- **Data under study**
******

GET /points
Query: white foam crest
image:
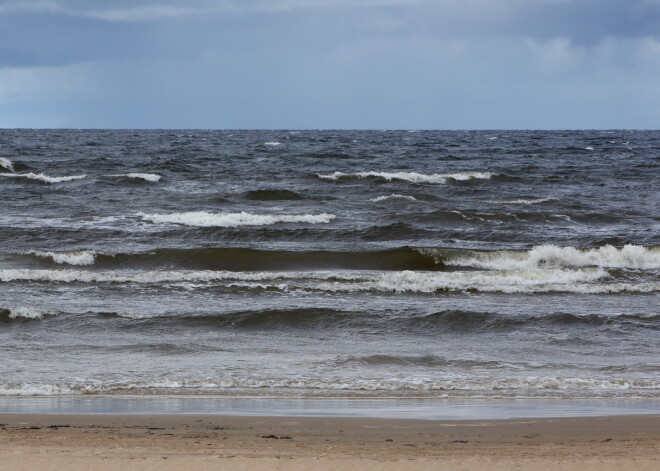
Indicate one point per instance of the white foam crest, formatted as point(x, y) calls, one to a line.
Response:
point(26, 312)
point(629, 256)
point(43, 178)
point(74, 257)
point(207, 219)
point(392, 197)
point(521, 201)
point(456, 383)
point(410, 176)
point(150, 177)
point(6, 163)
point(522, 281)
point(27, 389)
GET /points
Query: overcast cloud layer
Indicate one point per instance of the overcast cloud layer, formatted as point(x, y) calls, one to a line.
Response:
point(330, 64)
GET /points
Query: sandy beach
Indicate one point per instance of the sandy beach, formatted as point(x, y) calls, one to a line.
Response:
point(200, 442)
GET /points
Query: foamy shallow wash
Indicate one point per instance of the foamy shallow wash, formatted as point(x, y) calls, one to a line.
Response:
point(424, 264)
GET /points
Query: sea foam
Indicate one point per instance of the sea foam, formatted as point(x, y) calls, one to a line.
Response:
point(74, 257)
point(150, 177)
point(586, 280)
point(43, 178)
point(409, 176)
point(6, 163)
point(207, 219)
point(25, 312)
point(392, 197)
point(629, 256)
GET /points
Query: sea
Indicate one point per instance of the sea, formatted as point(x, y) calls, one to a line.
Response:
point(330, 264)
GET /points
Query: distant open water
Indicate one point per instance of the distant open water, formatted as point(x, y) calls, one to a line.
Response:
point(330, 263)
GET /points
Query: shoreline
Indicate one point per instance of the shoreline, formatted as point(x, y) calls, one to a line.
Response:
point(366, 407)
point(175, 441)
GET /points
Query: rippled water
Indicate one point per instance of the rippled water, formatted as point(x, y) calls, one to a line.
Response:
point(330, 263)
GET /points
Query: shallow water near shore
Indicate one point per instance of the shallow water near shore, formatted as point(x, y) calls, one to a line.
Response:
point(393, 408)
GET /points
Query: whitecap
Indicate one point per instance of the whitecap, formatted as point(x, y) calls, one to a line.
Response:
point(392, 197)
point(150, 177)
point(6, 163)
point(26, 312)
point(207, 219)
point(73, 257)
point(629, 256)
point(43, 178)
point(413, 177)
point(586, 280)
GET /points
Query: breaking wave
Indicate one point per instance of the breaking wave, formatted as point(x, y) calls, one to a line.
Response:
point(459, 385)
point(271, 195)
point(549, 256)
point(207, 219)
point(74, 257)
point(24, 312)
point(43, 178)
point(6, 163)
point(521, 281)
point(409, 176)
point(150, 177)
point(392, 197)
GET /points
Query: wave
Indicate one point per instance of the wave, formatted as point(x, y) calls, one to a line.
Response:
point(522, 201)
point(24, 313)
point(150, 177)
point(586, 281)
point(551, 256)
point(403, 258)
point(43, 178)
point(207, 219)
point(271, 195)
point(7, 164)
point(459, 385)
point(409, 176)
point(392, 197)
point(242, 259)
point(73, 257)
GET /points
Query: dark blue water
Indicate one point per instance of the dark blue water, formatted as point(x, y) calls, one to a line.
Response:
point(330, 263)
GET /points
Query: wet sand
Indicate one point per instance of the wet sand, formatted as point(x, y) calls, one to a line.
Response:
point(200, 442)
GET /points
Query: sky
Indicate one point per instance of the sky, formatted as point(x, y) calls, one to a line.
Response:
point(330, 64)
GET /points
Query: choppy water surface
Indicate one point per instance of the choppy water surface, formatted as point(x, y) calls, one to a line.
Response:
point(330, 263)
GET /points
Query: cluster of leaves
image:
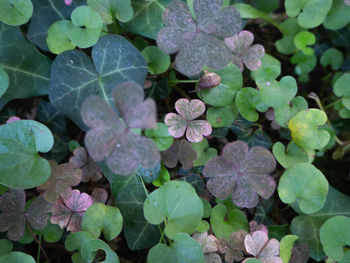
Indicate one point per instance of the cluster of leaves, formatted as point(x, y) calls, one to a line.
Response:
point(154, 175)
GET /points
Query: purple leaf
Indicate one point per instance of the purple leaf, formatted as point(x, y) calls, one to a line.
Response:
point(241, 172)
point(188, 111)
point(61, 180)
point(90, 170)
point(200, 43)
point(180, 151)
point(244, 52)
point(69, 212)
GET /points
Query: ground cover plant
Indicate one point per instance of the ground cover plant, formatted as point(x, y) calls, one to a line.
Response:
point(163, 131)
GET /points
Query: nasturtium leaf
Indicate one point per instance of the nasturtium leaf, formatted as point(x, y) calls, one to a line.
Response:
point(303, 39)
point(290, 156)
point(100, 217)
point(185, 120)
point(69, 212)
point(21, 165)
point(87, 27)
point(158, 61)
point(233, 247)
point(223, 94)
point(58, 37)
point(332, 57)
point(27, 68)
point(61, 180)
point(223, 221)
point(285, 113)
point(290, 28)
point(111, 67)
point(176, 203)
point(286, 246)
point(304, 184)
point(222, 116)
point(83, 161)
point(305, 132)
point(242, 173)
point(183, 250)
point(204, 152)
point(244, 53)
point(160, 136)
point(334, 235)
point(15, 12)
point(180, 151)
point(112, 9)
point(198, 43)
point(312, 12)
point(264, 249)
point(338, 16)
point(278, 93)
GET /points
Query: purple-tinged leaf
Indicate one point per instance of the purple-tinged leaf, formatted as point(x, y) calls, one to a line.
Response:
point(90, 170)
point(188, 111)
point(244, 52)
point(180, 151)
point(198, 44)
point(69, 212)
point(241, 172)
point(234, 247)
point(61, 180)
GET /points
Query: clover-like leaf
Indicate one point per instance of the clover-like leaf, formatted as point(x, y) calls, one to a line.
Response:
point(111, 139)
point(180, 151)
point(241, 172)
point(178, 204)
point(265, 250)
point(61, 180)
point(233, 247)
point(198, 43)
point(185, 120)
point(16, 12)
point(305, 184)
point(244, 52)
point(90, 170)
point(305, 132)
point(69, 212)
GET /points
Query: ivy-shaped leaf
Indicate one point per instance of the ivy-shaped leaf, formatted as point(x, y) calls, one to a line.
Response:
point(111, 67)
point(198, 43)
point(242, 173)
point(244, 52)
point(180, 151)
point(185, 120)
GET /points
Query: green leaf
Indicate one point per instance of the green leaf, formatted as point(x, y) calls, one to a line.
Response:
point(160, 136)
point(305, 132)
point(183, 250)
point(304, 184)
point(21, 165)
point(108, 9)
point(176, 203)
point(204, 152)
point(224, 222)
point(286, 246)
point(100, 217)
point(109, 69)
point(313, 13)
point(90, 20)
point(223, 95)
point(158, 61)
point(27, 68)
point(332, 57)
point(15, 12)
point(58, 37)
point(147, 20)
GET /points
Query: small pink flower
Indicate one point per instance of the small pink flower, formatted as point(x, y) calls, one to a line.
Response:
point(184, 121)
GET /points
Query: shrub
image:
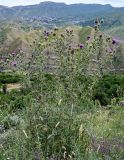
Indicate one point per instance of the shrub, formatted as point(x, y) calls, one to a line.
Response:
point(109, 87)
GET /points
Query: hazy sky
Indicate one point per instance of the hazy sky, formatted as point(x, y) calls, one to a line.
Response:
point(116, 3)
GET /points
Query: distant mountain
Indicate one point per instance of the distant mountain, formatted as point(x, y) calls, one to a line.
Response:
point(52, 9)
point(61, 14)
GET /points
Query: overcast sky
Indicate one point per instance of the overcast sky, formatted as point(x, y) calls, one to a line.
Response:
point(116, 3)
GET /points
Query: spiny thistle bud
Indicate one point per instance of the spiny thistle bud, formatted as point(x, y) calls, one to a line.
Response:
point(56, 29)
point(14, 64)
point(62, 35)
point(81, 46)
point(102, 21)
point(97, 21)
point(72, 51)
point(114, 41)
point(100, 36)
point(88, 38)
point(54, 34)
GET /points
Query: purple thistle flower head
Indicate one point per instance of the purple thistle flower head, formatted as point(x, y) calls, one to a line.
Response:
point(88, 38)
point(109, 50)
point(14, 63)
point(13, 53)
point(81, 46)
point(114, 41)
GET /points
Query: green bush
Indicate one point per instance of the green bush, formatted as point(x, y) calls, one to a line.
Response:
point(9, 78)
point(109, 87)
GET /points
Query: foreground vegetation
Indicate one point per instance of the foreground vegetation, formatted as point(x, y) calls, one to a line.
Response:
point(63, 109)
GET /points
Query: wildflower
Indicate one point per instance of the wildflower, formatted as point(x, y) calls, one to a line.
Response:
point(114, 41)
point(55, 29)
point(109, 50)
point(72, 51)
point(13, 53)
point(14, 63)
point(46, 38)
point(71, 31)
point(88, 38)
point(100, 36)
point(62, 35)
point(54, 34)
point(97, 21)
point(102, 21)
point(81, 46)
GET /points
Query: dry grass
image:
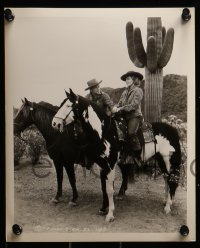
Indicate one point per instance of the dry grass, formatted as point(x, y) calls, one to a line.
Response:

******

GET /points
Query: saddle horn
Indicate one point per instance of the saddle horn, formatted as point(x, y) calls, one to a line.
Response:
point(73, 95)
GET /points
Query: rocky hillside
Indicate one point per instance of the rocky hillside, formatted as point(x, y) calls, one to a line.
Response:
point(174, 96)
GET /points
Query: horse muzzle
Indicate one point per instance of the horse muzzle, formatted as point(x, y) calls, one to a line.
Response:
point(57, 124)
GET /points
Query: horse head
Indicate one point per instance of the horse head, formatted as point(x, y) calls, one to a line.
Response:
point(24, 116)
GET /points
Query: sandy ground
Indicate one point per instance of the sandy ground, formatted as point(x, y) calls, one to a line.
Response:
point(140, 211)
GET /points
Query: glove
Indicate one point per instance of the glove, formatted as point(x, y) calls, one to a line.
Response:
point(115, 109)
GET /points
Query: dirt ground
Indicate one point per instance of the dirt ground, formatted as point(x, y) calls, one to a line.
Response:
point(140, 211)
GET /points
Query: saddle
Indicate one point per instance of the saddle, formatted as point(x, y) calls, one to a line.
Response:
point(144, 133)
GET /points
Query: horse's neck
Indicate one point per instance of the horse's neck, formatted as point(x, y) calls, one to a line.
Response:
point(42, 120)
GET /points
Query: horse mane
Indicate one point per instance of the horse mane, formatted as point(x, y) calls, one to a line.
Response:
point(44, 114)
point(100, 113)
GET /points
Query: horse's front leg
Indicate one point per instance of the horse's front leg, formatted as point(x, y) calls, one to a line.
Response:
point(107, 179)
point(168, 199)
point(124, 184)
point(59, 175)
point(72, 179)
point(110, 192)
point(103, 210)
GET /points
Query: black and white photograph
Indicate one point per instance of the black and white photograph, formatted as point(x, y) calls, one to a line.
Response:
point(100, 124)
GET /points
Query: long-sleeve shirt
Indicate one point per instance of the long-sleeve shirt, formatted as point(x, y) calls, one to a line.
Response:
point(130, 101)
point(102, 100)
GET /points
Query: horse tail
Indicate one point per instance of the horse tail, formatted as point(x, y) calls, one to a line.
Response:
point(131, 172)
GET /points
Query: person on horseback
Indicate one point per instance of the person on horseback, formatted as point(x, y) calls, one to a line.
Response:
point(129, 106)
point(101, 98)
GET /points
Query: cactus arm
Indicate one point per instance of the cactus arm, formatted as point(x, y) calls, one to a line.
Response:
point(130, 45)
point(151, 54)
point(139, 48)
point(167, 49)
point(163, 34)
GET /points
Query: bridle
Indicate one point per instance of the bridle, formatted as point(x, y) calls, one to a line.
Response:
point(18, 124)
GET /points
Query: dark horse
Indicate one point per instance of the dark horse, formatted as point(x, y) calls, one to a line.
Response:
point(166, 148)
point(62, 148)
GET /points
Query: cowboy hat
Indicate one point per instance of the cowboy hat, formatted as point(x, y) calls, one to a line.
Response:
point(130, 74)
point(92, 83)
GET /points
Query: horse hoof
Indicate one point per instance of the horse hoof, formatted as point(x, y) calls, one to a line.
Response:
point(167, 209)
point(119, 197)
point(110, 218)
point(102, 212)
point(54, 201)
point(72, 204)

******

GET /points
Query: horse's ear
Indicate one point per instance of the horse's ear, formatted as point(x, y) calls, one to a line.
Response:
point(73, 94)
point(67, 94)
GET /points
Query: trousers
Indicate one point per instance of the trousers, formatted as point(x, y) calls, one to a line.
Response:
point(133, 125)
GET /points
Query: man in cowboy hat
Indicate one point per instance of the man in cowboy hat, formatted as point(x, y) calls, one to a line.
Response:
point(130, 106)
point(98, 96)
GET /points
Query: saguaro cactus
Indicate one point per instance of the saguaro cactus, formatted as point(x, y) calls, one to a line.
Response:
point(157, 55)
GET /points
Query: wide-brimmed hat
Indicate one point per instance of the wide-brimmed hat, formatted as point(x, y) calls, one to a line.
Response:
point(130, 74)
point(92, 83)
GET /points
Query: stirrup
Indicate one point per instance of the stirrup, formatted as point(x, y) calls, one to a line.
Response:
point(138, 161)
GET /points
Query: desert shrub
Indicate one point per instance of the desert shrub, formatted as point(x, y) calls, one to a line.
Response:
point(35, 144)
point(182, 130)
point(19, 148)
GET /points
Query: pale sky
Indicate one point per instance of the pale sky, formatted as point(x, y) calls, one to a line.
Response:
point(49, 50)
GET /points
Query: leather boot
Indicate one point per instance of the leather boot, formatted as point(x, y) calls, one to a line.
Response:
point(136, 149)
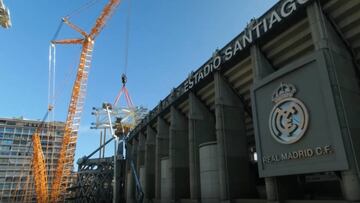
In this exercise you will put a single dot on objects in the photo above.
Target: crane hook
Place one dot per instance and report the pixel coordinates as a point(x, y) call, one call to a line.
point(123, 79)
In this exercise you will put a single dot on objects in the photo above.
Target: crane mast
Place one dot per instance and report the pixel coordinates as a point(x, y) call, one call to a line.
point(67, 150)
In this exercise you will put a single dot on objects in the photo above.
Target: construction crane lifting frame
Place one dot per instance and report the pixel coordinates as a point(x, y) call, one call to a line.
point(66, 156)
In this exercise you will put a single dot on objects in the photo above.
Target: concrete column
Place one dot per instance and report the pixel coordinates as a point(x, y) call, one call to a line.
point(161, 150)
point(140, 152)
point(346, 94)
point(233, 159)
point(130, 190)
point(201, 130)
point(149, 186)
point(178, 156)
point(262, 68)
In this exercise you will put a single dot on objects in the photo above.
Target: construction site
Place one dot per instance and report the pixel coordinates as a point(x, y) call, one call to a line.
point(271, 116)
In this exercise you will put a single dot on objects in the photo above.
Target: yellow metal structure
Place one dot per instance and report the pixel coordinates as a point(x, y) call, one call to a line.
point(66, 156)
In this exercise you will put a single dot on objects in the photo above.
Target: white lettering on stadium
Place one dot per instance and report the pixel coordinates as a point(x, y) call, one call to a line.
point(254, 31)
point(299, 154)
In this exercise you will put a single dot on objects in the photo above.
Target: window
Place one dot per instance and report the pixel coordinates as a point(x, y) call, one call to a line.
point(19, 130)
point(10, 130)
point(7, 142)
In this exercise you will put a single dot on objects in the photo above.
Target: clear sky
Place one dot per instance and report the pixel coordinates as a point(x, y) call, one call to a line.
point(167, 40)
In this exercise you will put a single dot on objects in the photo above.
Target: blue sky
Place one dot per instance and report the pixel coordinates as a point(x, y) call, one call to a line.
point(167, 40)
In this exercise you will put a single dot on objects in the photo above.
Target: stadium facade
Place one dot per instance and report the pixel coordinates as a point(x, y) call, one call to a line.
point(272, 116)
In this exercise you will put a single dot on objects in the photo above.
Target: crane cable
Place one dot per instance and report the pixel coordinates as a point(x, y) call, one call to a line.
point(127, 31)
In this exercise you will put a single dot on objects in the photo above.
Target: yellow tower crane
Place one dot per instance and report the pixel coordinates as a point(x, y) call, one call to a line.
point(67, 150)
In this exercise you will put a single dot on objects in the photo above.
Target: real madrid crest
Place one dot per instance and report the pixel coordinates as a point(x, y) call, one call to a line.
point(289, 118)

******

- **Work order**
Only the count is needed: the number of lines in the data that include the word "construction".

- **Exercise response**
2